_WORK ITEM_. Recast the lines below as a Markdown table with two columns, No. and Line: put each line's row number under No. and the line under Line, and leave out blank lines.
****************
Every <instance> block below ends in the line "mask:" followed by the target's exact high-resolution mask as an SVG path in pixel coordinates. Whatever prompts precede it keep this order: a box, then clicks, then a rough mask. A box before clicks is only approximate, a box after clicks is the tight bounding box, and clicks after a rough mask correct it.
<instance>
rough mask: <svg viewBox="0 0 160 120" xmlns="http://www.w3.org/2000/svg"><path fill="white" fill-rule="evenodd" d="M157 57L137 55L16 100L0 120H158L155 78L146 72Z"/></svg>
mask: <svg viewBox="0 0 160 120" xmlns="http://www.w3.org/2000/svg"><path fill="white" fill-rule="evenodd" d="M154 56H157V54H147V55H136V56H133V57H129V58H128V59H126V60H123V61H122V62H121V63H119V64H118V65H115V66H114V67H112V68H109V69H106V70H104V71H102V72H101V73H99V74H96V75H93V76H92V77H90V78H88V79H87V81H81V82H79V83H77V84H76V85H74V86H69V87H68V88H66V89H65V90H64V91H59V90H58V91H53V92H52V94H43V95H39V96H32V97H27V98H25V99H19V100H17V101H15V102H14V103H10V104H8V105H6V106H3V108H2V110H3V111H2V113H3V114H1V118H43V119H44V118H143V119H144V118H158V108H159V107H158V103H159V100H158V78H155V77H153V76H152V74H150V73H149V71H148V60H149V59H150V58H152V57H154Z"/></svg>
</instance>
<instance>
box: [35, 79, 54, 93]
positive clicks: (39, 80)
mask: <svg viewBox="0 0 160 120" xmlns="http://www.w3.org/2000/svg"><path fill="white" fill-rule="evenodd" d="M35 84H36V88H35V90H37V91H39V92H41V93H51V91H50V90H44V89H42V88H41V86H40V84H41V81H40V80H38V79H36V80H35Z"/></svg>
****************
_YOUR RESPONSE_.
| No. | Line |
|---|---|
| 1 | Every <instance> block below ends in the line "mask:" followed by the target's exact high-resolution mask as an SVG path in pixel coordinates. Whatever prompts precede it keep this order: a box, then clicks, then a rough mask. A box before clicks is only approximate, a box after clicks is the tight bounding box, and clicks after a rough mask correct it. |
| 2 | <instance> |
| 3 | rough mask: <svg viewBox="0 0 160 120" xmlns="http://www.w3.org/2000/svg"><path fill="white" fill-rule="evenodd" d="M157 57L137 55L16 100L0 120H158L155 78L146 72Z"/></svg> |
| 4 | mask: <svg viewBox="0 0 160 120" xmlns="http://www.w3.org/2000/svg"><path fill="white" fill-rule="evenodd" d="M154 56H157V54H147V55H136V56H133V57H129V58H128V59H126V60H123V61H122V62H121V63H119V64H118V65H115V66H114V67H112V68H109V69H106V70H104V71H102V72H101V73H99V74H96V75H93V76H92V77H90V78H88V79H87V81H81V82H79V83H77V84H76V85H74V86H69V87H68V88H66V89H65V90H64V91H59V90H58V91H53V92H52V94H43V95H39V96H32V97H27V98H25V99H19V100H17V101H15V102H14V103H10V104H8V105H6V106H3V108H2V110H3V111H2V113H3V114H1V118H43V119H44V118H143V119H144V118H158V108H159V107H158V103H159V100H158V78H155V77H153V76H152V74H150V73H149V71H148V60H149V59H150V58H152V57H154Z"/></svg> |
| 5 | </instance> |
| 6 | <instance> |
| 7 | box: [35, 79, 54, 93] |
| 8 | positive clicks: (39, 80) |
| 9 | mask: <svg viewBox="0 0 160 120" xmlns="http://www.w3.org/2000/svg"><path fill="white" fill-rule="evenodd" d="M35 84H36V88H35V90H37V91H39V92H41V93H51V91H50V90H44V89H42V88H41V86H40V84H41V81H40V80H38V79H36V80H35Z"/></svg> |